* Task brief
Everything from the line containing "point: sky |" through the last line of the data below must be copied exactly, with no other lines included.
.....
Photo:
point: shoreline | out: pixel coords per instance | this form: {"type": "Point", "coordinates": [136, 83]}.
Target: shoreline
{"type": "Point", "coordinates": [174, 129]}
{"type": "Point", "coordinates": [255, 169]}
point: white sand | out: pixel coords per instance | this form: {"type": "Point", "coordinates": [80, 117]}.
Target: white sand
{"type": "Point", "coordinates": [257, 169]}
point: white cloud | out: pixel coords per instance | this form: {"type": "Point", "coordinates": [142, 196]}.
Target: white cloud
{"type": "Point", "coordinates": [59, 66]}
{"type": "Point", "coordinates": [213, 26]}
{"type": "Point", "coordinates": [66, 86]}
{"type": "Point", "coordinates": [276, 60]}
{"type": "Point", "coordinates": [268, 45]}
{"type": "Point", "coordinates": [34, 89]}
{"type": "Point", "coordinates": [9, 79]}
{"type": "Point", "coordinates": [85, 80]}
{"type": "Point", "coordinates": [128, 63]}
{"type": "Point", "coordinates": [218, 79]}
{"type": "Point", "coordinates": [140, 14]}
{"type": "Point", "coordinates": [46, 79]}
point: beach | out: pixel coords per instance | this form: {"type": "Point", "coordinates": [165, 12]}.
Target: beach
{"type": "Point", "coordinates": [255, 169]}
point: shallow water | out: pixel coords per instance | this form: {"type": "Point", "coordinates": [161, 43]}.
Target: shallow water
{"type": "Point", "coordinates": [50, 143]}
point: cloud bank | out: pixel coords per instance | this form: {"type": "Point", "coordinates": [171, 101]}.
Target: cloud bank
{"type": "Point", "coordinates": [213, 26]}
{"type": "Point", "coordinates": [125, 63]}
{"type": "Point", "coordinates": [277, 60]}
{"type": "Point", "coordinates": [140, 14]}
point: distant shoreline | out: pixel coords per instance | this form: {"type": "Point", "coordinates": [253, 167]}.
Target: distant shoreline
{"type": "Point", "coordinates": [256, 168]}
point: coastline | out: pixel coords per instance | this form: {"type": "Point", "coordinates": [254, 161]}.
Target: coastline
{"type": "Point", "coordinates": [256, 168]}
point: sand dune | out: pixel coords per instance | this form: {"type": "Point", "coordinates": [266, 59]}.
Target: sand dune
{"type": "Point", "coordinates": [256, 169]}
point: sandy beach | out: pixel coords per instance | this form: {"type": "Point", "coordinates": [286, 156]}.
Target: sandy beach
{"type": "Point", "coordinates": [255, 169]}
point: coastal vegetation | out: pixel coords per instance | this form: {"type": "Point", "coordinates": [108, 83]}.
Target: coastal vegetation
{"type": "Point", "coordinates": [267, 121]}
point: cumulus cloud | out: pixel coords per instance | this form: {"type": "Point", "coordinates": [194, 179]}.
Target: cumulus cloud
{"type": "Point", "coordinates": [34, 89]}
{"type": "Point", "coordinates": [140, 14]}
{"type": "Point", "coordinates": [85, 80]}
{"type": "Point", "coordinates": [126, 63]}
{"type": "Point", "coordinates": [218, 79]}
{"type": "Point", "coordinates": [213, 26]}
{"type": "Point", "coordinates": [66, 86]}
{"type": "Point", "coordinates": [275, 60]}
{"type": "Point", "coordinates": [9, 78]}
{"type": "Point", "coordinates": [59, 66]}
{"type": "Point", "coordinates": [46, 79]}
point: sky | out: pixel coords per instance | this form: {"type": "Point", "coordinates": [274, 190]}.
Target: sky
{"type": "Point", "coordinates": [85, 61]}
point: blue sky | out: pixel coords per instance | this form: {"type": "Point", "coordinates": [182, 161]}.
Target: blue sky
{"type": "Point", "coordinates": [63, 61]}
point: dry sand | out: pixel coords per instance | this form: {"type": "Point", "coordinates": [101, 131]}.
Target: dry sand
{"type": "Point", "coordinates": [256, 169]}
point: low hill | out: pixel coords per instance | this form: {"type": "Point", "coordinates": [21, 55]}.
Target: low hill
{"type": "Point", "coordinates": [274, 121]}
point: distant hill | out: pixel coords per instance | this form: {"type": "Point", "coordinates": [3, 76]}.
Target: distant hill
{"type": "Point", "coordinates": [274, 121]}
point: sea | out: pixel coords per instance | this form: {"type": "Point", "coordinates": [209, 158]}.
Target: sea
.....
* Answer to this exercise
point: sky | out: pixel coords per instance | this form: {"type": "Point", "coordinates": [274, 190]}.
Target: sky
{"type": "Point", "coordinates": [85, 61]}
point: blue sky | out: pixel coords per instance | this form: {"type": "Point", "coordinates": [182, 161]}.
Target: blue sky
{"type": "Point", "coordinates": [63, 61]}
point: dry sand | out: pixel coords per instance | this form: {"type": "Point", "coordinates": [101, 131]}.
Target: dry sand
{"type": "Point", "coordinates": [256, 169]}
point: low hill | out: pixel coords per instance | this form: {"type": "Point", "coordinates": [21, 55]}.
Target: low hill
{"type": "Point", "coordinates": [274, 121]}
point: distant hill | out: pixel coords per instance | this form: {"type": "Point", "coordinates": [3, 76]}.
Target: distant hill
{"type": "Point", "coordinates": [274, 121]}
point: sea | out: pixel coords per instance | this form: {"type": "Point", "coordinates": [209, 158]}.
Target: sea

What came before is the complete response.